┏━━
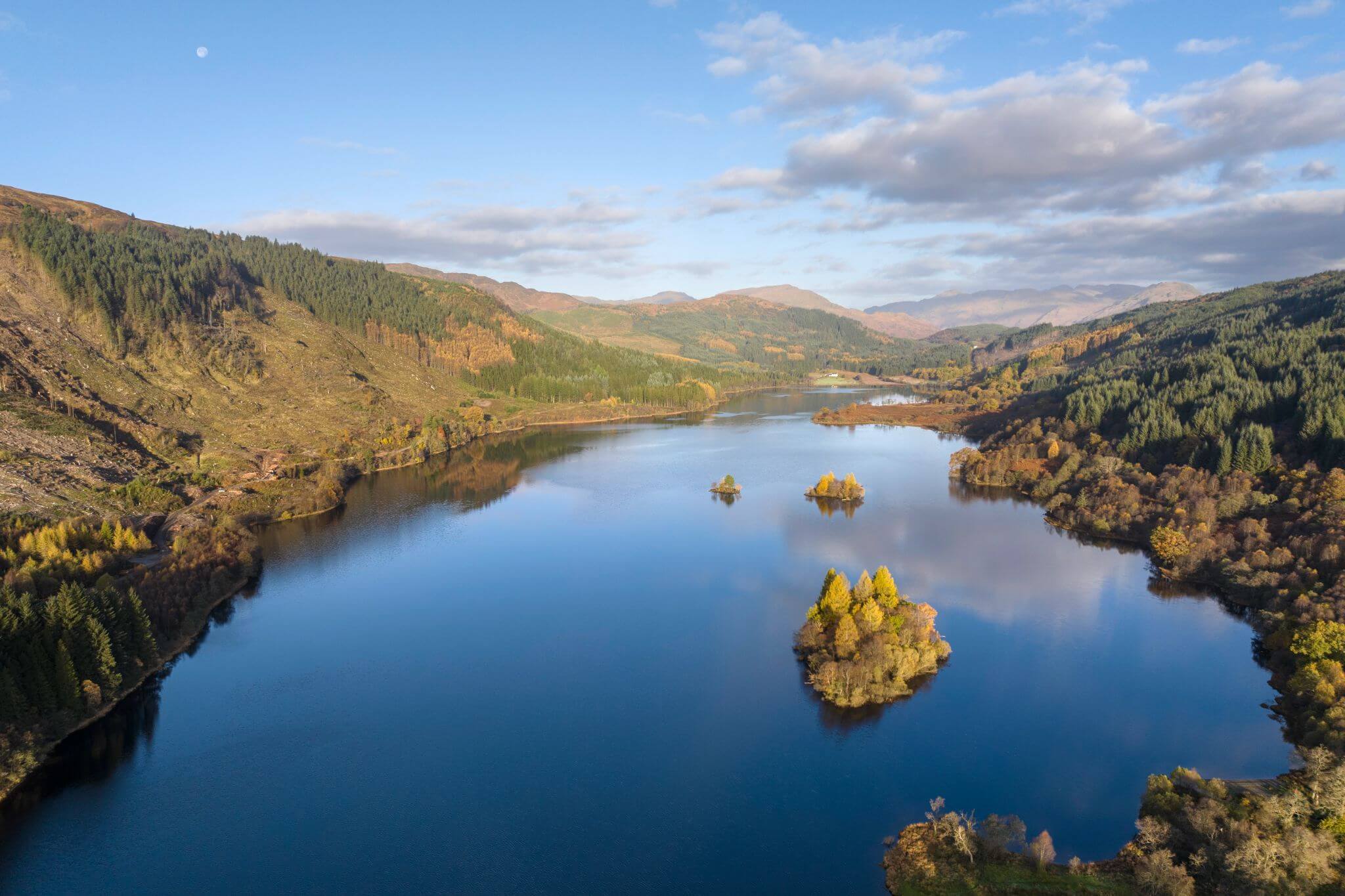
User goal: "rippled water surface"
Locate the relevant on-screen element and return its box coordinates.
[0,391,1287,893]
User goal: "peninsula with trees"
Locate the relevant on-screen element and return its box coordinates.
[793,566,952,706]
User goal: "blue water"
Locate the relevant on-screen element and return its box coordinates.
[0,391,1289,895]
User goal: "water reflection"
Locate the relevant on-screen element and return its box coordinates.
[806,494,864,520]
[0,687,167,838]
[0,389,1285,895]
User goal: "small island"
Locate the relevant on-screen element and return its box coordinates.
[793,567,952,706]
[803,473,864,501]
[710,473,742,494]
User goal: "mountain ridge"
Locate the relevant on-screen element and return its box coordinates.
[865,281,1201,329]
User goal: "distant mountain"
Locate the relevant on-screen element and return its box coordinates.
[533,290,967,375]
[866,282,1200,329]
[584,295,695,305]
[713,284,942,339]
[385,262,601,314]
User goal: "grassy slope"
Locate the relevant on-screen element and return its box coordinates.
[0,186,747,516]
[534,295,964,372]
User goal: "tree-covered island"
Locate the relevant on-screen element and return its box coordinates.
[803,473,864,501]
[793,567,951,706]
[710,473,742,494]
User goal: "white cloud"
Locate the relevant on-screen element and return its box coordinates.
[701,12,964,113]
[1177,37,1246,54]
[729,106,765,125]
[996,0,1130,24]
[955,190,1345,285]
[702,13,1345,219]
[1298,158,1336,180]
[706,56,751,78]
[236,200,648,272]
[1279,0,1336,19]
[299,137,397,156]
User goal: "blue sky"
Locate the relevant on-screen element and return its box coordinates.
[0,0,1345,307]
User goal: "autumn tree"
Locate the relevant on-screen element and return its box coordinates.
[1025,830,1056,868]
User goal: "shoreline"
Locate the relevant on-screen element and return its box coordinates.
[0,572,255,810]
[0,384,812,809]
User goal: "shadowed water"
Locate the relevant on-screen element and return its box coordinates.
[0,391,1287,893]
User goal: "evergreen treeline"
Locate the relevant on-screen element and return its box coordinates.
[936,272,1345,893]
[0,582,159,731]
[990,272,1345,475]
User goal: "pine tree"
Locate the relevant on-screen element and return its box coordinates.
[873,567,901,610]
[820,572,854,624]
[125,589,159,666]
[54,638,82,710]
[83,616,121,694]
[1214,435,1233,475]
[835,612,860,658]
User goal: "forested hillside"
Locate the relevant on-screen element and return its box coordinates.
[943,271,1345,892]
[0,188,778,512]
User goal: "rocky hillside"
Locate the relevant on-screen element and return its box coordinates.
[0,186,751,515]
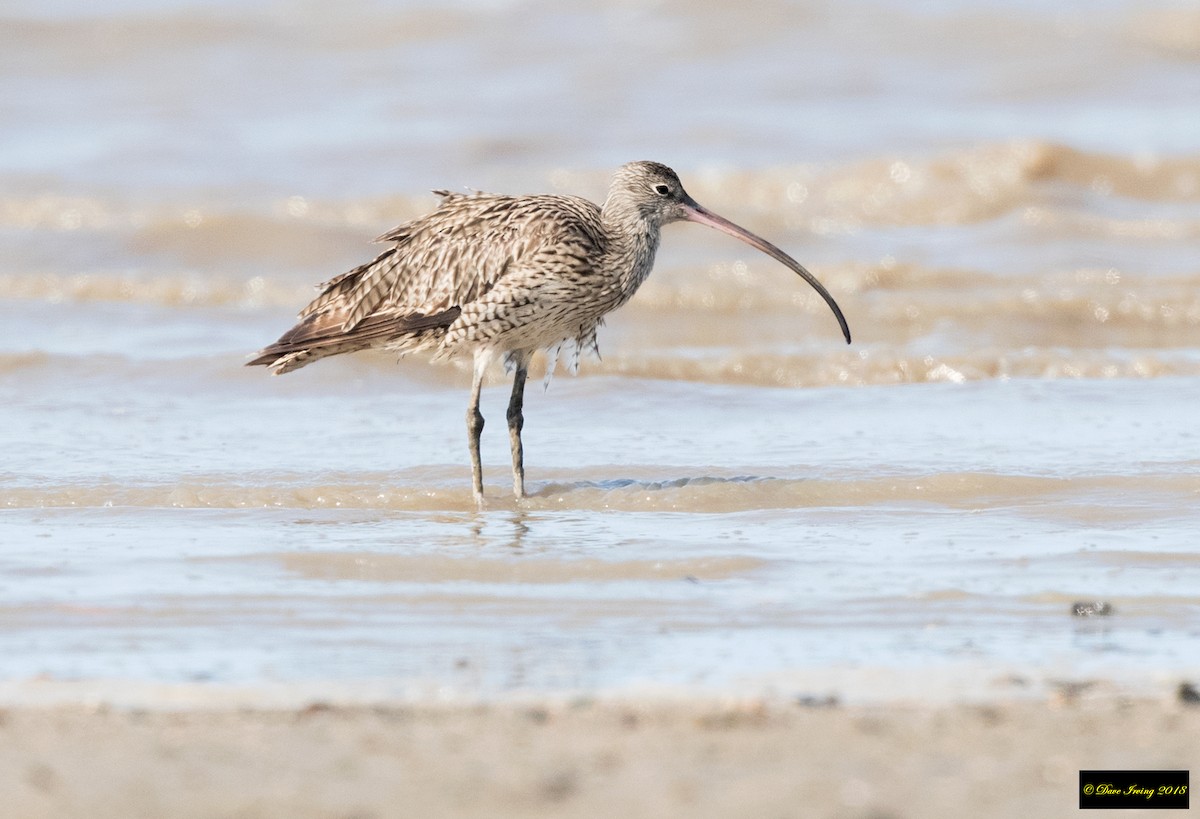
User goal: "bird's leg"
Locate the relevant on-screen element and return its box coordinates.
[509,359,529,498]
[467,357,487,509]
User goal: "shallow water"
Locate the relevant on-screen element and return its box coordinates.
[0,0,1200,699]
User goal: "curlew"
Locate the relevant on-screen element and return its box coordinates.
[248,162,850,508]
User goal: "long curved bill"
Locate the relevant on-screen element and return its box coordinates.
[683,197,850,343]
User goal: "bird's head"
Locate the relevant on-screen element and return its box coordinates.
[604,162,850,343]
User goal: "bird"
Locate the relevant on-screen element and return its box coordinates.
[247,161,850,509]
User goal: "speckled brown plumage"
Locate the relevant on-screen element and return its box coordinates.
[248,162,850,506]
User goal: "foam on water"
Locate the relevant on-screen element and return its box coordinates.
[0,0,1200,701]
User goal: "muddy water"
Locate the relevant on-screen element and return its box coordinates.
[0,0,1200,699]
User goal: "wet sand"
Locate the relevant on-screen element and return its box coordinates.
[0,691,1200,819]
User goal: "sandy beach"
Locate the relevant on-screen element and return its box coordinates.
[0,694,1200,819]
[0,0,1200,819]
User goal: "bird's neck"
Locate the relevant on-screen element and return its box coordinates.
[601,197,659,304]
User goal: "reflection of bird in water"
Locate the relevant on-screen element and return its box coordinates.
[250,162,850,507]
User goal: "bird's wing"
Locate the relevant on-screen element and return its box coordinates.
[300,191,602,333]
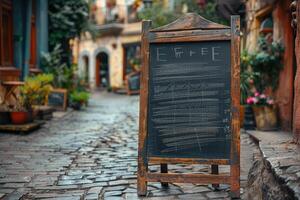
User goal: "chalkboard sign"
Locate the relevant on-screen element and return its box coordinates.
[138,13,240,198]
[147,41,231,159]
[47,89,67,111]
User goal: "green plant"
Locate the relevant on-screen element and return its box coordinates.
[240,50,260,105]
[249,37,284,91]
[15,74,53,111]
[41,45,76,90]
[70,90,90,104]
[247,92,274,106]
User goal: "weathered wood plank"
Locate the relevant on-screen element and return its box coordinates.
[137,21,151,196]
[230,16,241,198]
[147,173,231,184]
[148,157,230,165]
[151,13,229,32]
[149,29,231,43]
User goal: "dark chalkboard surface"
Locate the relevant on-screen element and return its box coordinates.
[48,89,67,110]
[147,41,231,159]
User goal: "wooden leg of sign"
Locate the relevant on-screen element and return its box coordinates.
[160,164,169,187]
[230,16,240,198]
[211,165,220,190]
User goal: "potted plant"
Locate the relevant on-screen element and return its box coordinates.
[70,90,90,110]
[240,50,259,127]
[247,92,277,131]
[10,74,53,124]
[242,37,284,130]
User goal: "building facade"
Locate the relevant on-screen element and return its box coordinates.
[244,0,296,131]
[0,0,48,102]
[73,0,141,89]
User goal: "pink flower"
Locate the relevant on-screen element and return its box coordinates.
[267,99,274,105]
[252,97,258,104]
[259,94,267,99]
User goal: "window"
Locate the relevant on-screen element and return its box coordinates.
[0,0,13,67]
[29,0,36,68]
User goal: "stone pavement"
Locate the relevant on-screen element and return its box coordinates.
┗━━
┏━━
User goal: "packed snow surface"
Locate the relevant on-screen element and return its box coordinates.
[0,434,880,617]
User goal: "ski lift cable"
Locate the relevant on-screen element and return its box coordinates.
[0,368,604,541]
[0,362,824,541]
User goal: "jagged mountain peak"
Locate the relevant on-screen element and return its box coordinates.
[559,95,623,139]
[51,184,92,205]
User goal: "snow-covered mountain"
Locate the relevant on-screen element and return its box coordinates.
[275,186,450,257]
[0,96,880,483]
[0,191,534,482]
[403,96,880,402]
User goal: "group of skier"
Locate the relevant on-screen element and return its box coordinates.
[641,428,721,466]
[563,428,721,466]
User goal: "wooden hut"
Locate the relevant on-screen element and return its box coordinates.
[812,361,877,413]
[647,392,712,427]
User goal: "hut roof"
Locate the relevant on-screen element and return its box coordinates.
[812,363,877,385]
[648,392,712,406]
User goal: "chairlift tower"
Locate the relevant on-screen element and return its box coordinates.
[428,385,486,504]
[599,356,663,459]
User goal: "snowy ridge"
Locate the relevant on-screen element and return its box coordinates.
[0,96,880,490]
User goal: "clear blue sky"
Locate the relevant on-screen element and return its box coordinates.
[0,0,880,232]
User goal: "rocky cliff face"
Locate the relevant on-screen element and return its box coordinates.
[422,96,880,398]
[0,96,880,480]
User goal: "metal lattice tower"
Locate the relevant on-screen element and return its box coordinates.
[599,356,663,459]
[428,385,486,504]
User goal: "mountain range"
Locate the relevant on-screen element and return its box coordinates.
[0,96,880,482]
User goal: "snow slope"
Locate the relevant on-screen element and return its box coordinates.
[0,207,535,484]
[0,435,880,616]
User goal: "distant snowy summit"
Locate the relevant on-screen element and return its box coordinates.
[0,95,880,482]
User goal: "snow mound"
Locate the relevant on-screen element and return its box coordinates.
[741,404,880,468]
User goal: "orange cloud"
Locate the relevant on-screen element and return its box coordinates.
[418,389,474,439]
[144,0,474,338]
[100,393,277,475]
┗━━
- Goal -
Pick out every line in the listing above that contains the string "reflection", treating uppercase and lowercase letters as different.

- Complete answer -
User goal: "water reflection"
User goal: "reflection of bird in water"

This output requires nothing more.